## Provided information
########

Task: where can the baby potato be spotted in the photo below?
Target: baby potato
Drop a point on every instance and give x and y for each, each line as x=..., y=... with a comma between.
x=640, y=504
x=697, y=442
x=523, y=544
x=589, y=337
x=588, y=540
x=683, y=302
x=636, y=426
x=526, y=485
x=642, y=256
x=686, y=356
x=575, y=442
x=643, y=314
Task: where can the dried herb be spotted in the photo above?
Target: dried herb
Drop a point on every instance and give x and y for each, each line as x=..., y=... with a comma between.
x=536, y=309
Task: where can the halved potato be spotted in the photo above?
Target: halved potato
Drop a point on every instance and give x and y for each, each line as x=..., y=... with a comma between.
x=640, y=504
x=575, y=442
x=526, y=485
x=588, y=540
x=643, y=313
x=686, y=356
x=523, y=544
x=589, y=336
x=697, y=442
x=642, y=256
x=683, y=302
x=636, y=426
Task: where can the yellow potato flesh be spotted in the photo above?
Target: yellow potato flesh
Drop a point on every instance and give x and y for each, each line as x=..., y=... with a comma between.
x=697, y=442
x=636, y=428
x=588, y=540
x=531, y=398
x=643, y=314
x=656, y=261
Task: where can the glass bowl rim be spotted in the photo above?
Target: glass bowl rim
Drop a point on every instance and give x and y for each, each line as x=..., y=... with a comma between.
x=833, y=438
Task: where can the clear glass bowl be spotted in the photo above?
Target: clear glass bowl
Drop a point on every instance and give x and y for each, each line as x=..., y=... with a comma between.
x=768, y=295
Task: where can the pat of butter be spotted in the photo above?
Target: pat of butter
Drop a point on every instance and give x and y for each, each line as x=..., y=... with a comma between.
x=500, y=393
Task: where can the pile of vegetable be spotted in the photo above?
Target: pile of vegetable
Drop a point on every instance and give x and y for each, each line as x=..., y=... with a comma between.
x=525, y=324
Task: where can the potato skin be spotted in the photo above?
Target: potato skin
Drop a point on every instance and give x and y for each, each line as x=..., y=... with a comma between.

########

## What you need to do
Rewrite the entries above with "potato" swapped for "spud" everywhere it appears, and change nothing else.

## Completed task
Task: where can the baby spud be spotted in the photo below?
Target: baby spud
Drop a point on every instance and give x and y for each, each line as x=..., y=... with a comma between.
x=640, y=504
x=697, y=442
x=523, y=544
x=589, y=337
x=588, y=540
x=683, y=302
x=636, y=426
x=526, y=485
x=642, y=256
x=686, y=356
x=575, y=442
x=643, y=314
Task: where can the dried herb be spotted in the photo above?
Target: dried herb
Drop a point on every instance and give x and y for each, each line as x=..., y=... with a comma between.
x=536, y=309
Task: where can the halved spud be spotted in the photo above?
Target: halved spud
Drop a point on every instance and give x and y for each, each line as x=..., y=... with a comma between.
x=640, y=504
x=575, y=442
x=526, y=485
x=588, y=540
x=643, y=313
x=686, y=356
x=523, y=544
x=589, y=336
x=697, y=442
x=642, y=256
x=683, y=302
x=636, y=426
Task: where can the yellow spud flesh be spotted in the photo above?
Target: yellow spud flesh
Drop a point on every instance and give x and y for each, each line as x=..., y=... with a comma between.
x=697, y=442
x=636, y=428
x=588, y=540
x=531, y=398
x=643, y=314
x=656, y=261
Task: where can the glass bowl rim be spotted in the photo above?
Target: glass bowl rim
Drop a point on every instance and give x and y for each, each line as x=..., y=... with a comma between.
x=833, y=438
Task: where can the clear glass bowl be spotted in the photo above?
Target: clear glass bowl
Drop a point on every instance and give x and y for each, each line as x=..., y=... with a comma between.
x=768, y=295
Task: where can the pat of butter be spotted in the photo above?
Target: pat of butter
Drop a point on every instance and give x and y for each, each line as x=..., y=... with a comma between.
x=500, y=393
Task: where can the pile of vegetable be spotted in the photo above?
Target: pile of vegetable
Drop a point on every instance and give x and y for each, each line as x=..., y=... with a comma between.
x=525, y=324
Task: where can the spud skin be spotted in the photo above?
Target: spud skin
Drop a point on every instance and give x and y for each, each line as x=..., y=... with a comma between.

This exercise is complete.